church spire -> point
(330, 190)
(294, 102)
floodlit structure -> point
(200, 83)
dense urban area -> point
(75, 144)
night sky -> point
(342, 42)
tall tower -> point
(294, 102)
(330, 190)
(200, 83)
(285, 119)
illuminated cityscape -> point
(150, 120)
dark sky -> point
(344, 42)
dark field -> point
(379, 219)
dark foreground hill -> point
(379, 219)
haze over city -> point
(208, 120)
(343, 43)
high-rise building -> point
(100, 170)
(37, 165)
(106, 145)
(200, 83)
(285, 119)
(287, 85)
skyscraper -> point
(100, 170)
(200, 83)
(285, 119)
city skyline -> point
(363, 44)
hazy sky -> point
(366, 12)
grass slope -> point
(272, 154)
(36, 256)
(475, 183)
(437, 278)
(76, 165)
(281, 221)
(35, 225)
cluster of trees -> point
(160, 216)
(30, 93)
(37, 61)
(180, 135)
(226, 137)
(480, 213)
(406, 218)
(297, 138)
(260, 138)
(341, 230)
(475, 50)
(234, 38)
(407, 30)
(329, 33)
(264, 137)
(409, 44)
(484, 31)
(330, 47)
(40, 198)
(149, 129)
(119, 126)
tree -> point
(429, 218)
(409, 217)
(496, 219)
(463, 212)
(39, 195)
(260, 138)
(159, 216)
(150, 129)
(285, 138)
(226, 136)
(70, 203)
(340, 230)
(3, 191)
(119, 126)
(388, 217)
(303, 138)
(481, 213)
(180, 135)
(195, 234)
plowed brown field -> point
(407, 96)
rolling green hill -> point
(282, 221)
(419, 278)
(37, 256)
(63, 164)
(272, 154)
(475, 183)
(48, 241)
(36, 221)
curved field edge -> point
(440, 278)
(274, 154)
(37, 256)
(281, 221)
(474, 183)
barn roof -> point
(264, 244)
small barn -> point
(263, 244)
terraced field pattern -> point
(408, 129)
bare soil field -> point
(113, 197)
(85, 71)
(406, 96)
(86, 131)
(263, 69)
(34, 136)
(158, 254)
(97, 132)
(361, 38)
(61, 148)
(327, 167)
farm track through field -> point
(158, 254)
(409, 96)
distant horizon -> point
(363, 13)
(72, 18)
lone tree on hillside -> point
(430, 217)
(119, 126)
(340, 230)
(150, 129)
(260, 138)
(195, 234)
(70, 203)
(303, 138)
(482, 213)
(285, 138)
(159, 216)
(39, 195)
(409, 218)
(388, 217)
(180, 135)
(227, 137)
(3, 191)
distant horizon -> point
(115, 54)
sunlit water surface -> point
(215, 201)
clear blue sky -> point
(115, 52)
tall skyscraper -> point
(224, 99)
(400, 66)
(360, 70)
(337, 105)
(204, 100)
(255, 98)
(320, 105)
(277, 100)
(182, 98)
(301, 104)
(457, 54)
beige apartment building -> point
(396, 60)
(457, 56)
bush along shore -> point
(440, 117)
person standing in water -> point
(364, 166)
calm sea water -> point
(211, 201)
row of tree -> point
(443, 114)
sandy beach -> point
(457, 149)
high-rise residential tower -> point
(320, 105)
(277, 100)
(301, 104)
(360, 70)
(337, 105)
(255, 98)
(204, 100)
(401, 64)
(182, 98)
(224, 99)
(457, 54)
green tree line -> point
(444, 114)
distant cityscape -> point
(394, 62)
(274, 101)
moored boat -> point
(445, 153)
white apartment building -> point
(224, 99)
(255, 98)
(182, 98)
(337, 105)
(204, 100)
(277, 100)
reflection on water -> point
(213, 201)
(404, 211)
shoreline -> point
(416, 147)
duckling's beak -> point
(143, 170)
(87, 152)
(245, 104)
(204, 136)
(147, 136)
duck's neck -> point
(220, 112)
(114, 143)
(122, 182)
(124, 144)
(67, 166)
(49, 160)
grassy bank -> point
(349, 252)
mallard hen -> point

☆ ☆ ☆

#### Your assignment:
For each entry above, please make an exact copy.

#### Answer section:
church spire -> point
(330, 190)
(294, 102)
floodlit structure -> point
(200, 83)
dense urban area -> point
(75, 144)
night sky -> point
(342, 42)
tall tower -> point
(294, 102)
(330, 190)
(200, 83)
(285, 119)
illuminated cityscape -> point
(150, 120)
dark sky -> point
(344, 42)
dark field -> point
(379, 219)
dark foreground hill -> point
(379, 219)
haze over city -> point
(208, 120)
(343, 43)
high-rise building -> point
(100, 170)
(37, 165)
(106, 145)
(200, 83)
(285, 119)
(287, 85)
skyscraper -> point
(100, 170)
(200, 83)
(285, 119)
city skyline -> point
(363, 44)
hazy sky -> point
(366, 12)
grass slope -> point
(272, 154)
(36, 256)
(475, 183)
(437, 278)
(76, 165)
(281, 221)
(35, 225)
cluster of trees -> point
(160, 216)
(30, 93)
(37, 61)
(180, 135)
(226, 137)
(480, 213)
(406, 218)
(297, 138)
(260, 138)
(341, 230)
(475, 50)
(234, 38)
(407, 30)
(329, 33)
(264, 137)
(409, 44)
(484, 31)
(330, 47)
(40, 198)
(149, 129)
(119, 126)
tree -> point
(429, 218)
(409, 217)
(496, 219)
(463, 212)
(39, 195)
(260, 138)
(159, 216)
(150, 129)
(285, 138)
(226, 136)
(70, 203)
(340, 230)
(3, 191)
(119, 126)
(388, 217)
(303, 138)
(481, 213)
(180, 135)
(195, 234)
plowed brown field -> point
(407, 96)
rolling green hill -> point
(282, 221)
(419, 278)
(37, 256)
(63, 164)
(272, 154)
(475, 183)
(48, 241)
(36, 221)
curved field edge -> point
(440, 278)
(274, 154)
(37, 256)
(281, 221)
(474, 183)
barn roof -> point
(264, 244)
small barn -> point
(263, 244)
terraced field pattern -> point
(408, 129)
bare soil field -> point
(113, 197)
(85, 71)
(406, 96)
(86, 131)
(263, 69)
(34, 136)
(158, 254)
(97, 132)
(361, 38)
(61, 148)
(327, 167)
farm track through field -> point
(158, 254)
(409, 96)
distant horizon -> point
(363, 13)
(72, 18)
lone tree on hillside -> point
(430, 217)
(119, 126)
(340, 230)
(150, 129)
(260, 138)
(195, 234)
(70, 203)
(303, 138)
(482, 213)
(285, 138)
(159, 216)
(39, 195)
(409, 218)
(388, 217)
(180, 135)
(227, 137)
(3, 191)
distant horizon -> point
(115, 54)
sunlit water surface -> point
(215, 201)
clear blue sky -> point
(115, 52)
tall skyscraper -> point
(224, 99)
(400, 66)
(360, 70)
(337, 105)
(204, 100)
(255, 98)
(320, 105)
(277, 100)
(182, 98)
(301, 104)
(457, 54)
beige apartment building -> point
(396, 60)
(457, 56)
bush along shore -> point
(440, 117)
person standing in water -> point
(364, 166)
calm sea water -> point
(211, 201)
row of tree -> point
(443, 114)
sandy beach -> point
(457, 149)
high-rise residential tower -> point
(320, 105)
(277, 100)
(301, 104)
(360, 70)
(337, 105)
(255, 98)
(204, 100)
(401, 64)
(182, 98)
(224, 99)
(457, 54)
green tree line -> point
(444, 114)
distant cityscape -> point
(394, 62)
(274, 101)
moored boat -> point
(445, 153)
white apartment building -> point
(224, 99)
(255, 98)
(182, 98)
(337, 105)
(204, 100)
(277, 100)
reflection on water -> point
(213, 201)
(404, 211)
shoreline -> point
(416, 147)
duckling's beak -> point
(143, 170)
(87, 152)
(245, 104)
(204, 136)
(147, 136)
duck's neck -> point
(220, 112)
(114, 143)
(122, 182)
(124, 144)
(67, 166)
(49, 160)
grassy bank -> point
(349, 252)
mallard hen -> point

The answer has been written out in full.